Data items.
■ ■ ■

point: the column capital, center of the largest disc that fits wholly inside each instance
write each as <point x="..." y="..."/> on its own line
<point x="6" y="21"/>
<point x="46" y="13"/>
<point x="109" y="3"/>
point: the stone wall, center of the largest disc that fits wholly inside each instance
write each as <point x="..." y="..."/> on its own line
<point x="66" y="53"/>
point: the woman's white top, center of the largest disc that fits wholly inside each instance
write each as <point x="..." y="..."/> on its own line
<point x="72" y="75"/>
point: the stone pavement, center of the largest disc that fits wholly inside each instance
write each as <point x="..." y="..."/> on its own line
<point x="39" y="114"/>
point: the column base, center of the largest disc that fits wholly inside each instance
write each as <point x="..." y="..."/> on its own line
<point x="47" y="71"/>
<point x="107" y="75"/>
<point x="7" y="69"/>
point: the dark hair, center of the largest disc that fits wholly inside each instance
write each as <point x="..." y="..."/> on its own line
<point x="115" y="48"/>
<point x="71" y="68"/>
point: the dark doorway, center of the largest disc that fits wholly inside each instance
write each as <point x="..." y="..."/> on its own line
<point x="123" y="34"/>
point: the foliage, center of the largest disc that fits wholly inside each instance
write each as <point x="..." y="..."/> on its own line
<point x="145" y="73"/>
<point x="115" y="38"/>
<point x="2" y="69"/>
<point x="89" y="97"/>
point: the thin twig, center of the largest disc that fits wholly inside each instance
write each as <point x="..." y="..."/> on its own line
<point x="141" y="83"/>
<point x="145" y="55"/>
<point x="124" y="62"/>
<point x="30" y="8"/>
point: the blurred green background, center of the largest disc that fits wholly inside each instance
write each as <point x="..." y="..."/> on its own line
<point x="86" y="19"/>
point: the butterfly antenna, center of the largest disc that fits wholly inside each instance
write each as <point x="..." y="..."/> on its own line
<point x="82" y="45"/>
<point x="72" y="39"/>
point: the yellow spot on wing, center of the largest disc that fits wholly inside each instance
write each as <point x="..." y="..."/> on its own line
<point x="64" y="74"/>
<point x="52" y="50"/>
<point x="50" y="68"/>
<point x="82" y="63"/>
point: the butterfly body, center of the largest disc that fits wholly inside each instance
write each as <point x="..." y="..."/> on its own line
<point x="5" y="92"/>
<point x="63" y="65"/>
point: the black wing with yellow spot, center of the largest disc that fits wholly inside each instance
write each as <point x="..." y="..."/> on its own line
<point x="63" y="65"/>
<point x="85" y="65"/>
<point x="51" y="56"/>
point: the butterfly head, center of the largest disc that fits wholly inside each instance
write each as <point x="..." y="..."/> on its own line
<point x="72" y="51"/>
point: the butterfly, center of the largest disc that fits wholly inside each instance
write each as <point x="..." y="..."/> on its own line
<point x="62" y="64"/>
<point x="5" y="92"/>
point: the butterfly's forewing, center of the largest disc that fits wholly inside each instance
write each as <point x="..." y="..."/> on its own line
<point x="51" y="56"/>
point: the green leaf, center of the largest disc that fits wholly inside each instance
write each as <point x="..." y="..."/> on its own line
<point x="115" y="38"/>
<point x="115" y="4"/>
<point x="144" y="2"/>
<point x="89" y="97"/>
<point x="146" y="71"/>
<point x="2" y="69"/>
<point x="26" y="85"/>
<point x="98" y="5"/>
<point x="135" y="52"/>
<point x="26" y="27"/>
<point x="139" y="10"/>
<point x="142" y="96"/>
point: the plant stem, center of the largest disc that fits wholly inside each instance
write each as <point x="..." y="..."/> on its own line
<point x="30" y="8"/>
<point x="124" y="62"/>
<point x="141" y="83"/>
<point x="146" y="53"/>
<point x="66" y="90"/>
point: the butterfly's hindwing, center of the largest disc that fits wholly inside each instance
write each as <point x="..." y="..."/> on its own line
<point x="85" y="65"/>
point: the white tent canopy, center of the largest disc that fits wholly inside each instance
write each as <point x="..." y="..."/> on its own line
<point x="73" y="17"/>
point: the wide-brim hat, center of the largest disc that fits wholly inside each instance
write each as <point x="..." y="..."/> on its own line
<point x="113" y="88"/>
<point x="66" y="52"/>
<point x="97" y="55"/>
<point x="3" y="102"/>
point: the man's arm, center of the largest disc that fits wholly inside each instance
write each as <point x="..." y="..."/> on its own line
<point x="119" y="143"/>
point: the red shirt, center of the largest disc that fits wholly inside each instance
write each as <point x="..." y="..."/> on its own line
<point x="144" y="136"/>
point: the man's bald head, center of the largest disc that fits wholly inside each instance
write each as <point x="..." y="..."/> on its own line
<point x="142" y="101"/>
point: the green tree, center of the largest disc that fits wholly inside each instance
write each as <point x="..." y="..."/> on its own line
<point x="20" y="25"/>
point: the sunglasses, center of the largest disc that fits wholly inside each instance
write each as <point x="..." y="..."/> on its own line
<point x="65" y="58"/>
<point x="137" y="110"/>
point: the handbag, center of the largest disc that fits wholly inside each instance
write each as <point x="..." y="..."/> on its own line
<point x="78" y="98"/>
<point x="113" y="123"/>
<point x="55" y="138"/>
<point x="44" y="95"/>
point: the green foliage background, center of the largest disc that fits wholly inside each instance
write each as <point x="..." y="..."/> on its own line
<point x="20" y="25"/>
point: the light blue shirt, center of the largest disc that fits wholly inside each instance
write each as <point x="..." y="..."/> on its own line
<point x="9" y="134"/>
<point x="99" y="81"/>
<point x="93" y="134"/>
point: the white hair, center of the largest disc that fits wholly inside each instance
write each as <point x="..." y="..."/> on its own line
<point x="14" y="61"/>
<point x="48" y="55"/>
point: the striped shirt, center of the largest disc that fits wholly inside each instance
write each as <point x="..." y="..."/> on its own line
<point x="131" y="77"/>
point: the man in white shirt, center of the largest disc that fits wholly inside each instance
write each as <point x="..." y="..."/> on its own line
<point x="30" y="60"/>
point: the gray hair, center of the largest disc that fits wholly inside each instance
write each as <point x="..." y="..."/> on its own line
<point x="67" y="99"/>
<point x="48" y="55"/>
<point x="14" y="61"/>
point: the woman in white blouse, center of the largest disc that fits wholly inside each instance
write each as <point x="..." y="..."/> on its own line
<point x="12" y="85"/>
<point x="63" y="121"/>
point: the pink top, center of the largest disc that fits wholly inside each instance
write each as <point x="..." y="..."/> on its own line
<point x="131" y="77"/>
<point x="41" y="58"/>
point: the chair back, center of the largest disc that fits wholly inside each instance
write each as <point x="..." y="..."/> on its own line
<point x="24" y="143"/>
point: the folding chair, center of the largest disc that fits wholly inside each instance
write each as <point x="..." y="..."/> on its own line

■ ■ ■

EXERCISE DESCRIPTION.
Find the line with "point: the green tree, center" in the entries above. Retype it and each line after it, exactly, through the line with "point: the light", and stop there.

SOLUTION TO THIS TASK.
point: the green tree, center of the largest disc that fits wholly inside each instance
write each as <point x="..." y="..."/> on its own line
<point x="20" y="25"/>
point: the sunglasses, center of the largest disc that fits wholly inside each instance
write each as <point x="..." y="..."/> on its own line
<point x="65" y="58"/>
<point x="137" y="110"/>
point: the handbag, center of the largest disc that fits wholly inside each instance
write each as <point x="..." y="..."/> on its own line
<point x="78" y="98"/>
<point x="113" y="123"/>
<point x="55" y="138"/>
<point x="44" y="95"/>
point: the green foliage background, center of the largest disc that fits wholly inside each instance
write each as <point x="..." y="..."/> on its own line
<point x="20" y="25"/>
point: the light blue shirt, center of the largest disc that fits wholly inside each instance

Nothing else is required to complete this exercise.